Task to complete: Using the article below on MGM China's $750 million loan, say yes or no to whether each statement agrees with it, and quote the article's words that decide each one. (a) The loan carries an annual interest rate of 4%. (b) MGM Resorts International holds a 75% stake in MGM China. (c) Sands China struck its lending deal with its parent company in August.

Document excerpt:
:::
MGM China has secured a loan of $750 million from its parent company through a subordinated revolving loan facility, a filing from the gaming operator to Hong Kong’s stock exchange shows.
The operator of the MGM Cotai casino resort, which was recently ordered to shut down for three days with a total of 1,500 staff and guests ordered to stay inside after a dealer was found to be infected with COVID, has been racking up losses as strict Covid rules hammered visitor numbers to the gaming hub over the past two years.
Last week, the company reported a widening third-quarter loss with negative EBITDA of $68 million, while MGM China President Hubert Wang told analysts that the company was burning through about $1.5 million a day, as reported by Nikkei Asia.
On Friday, MGM said in an exchange filing that it had struck an agreement to tap up to $750 million with its controlling shareholder, MGM Resorts International, at an annual interest rate of 4% with a 24-month repayment schedule. But it added that it was not in dire need of funds.
“MGM China does not need any financing at this time, with over 9.7 billion Hong Kong dollars ($1.2 billion) in liquidity,” read a statement sent to the above mentioned-media. “However, we believe this is an important indication of our confidence in the long-term growth potential of Macao and reflects MRI’s support in its Macau subsidiary.”
“The agreement highlights both MRI’s and the Company’s confidence in the long-term growth potential of Macau. The availability of the Facility further bolsters the Company’s already strong financial position in meeting future working capital and other funding needs,” MGM China said, as reported by Macau Business.
As of the date of the announcement, MGM Resorts International controls a 56% stake in the casino operator in Macau.
Macau operators Wynn Macau, Melco Resorts, Sands China, SJM Holdings, and Galaxy Entertainment have been drowning in a sea of red ink, with the city’s six licensed concessionaires earlier reporting half-year losses topping a combined $2 billion.
In June, Wynn Resorts supplied a $500 million loan to its Macau subsidiary, while SJM Holdings received a $255 million loan from its controlling company STDM in August. Sands China entered a $1 billion lending deal with its parent company in July.
“It’s inevitable the Macau entity needs a cash injection from its parent company,” gaming expert Ben Lee at consultancy iGamix said of MGM China. “In fact, should MGM China succeed in securing a new concession, it will need even greater amounts and it’ll have to be unencumbered cash under the new law.”
Seven companies have put in bids for six new licenses to run casinos in the city, with current operating rights set to expire at the end of the year. Winners of the bids must have a share capital of 5 billion patacas ($633 million) to keep operating for a period of 10 years.
Macau is the only place in China where casinos are legal and was the world’s biggest gaming hub before the pandemic, generating about six times the annual gaming revenue of archrival Las Vegas. But annual visitor numbers have plummeted from 39 million in 2019 when Macao raked in gaming revenue of about $36 billion.
The city follows China’s zero-COVID policy. Macau’s economy contracted by 39.3% in the second quarter from the same period last year. Last month, Fitch Ratings said it expects Macao’s operators to reach out for more support if they continue to grapple with negative cash flow.
As of late, the government has relaxed some policies by allowing Chinese residents to travel to Macau using an online visa system and plans to open up to mainland tour groups. However, Chinese tourists worry that they might be sent into quarantine when they return home, meaning travel recovery remains fairly slow.
:::
Material shown:
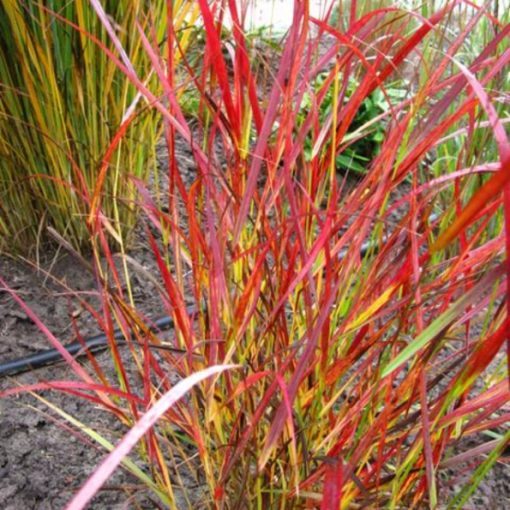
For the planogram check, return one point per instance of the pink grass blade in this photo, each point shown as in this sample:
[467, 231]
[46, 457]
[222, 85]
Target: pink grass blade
[110, 463]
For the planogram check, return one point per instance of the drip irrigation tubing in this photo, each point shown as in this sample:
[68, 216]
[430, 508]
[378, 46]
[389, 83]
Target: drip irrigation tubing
[92, 344]
[100, 342]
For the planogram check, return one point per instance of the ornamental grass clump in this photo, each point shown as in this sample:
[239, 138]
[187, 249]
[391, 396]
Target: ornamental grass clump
[62, 100]
[356, 321]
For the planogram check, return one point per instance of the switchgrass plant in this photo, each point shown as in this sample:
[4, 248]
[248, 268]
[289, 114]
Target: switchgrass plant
[354, 320]
[62, 101]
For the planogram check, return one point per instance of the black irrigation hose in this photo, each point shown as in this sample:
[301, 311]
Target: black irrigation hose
[100, 342]
[94, 343]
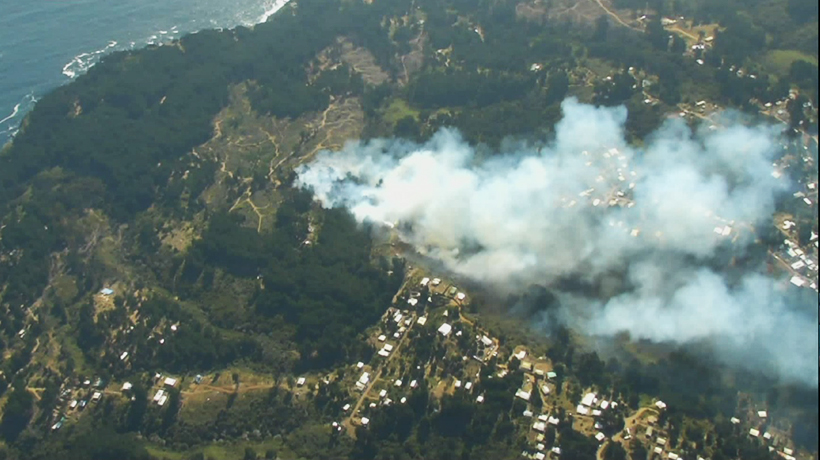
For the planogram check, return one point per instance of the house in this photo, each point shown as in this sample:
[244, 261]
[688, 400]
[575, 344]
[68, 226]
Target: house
[364, 378]
[445, 329]
[525, 395]
[588, 399]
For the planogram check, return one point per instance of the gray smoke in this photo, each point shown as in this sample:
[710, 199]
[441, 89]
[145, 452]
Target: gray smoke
[586, 205]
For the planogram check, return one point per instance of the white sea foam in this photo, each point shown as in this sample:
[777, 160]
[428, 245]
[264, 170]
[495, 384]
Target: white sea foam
[13, 114]
[271, 10]
[84, 61]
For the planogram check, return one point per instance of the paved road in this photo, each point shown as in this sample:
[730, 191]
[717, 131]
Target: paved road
[347, 423]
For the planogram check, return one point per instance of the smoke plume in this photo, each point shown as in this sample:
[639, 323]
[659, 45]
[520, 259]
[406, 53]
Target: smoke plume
[586, 205]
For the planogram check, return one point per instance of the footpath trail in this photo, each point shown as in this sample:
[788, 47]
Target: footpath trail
[615, 16]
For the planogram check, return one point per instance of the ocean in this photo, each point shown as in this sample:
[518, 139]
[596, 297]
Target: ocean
[47, 43]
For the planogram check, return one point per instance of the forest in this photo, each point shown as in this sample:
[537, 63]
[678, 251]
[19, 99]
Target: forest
[298, 297]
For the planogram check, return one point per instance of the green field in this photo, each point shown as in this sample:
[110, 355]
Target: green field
[777, 62]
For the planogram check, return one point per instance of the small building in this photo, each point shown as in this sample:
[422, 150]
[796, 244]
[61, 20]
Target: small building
[445, 329]
[660, 405]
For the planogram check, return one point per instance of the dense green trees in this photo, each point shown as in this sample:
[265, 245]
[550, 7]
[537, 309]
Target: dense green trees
[16, 412]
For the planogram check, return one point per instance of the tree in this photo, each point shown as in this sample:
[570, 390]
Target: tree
[614, 451]
[16, 413]
[601, 28]
[250, 454]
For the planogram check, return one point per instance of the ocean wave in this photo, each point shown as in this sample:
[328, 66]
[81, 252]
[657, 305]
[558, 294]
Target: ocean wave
[82, 62]
[25, 104]
[270, 10]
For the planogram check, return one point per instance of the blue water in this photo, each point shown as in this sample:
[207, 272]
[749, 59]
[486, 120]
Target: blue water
[46, 43]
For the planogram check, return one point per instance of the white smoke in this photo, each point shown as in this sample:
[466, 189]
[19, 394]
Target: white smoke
[586, 205]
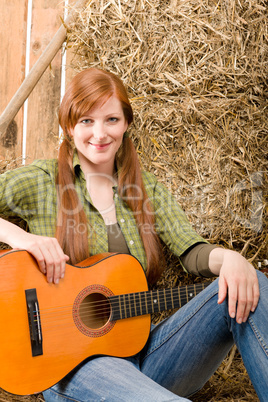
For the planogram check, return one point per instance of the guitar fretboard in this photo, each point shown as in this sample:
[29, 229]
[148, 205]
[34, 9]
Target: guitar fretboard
[154, 301]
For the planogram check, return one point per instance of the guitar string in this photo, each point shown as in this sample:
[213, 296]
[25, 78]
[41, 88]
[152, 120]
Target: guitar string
:::
Solved exercise:
(a) Yes: "at an annual interest rate of 4% with a 24-month repayment schedule"
(b) No: "MGM Resorts International controls a 56% stake in the casino operator in Macau"
(c) No: "Sands China entered a $1 billion lending deal with its parent company in July."